>>>

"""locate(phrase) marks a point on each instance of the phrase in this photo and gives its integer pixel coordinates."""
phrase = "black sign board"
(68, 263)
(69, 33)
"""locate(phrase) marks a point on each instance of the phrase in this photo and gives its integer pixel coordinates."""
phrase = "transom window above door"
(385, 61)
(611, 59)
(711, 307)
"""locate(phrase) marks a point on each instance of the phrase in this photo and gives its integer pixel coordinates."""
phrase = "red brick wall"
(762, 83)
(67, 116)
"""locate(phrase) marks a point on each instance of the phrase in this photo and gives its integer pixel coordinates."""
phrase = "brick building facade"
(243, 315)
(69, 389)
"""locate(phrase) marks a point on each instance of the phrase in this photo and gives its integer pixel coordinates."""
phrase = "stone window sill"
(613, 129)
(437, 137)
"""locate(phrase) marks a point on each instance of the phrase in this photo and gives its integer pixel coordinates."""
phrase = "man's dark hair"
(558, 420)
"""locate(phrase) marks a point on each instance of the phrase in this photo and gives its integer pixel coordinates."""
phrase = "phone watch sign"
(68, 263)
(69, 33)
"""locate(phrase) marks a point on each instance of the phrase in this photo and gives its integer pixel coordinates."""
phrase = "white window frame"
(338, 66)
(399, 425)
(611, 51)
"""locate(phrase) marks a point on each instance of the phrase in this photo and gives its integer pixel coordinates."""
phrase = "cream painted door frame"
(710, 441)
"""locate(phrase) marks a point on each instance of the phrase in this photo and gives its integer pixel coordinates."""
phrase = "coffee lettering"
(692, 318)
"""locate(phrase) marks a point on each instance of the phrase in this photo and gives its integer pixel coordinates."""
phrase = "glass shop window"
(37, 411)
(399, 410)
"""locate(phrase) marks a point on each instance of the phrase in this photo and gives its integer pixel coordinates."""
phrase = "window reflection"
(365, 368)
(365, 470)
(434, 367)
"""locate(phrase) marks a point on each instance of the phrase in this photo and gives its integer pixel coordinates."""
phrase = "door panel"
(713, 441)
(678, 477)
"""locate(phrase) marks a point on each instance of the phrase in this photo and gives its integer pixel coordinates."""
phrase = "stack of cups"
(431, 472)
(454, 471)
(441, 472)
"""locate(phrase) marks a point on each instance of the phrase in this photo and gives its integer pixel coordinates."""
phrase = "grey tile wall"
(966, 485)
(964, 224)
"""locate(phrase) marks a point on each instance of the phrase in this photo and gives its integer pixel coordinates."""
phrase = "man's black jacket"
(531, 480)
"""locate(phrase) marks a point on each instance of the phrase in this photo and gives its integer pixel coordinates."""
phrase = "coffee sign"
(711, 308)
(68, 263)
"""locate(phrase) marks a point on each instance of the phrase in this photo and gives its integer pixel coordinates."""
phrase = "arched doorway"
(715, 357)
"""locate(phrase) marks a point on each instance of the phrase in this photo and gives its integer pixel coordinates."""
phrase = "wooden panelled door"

<<<

Written request → How many of the lines above contain the string "frame"? Case counts. Reply with the number alone.

Correct result → 2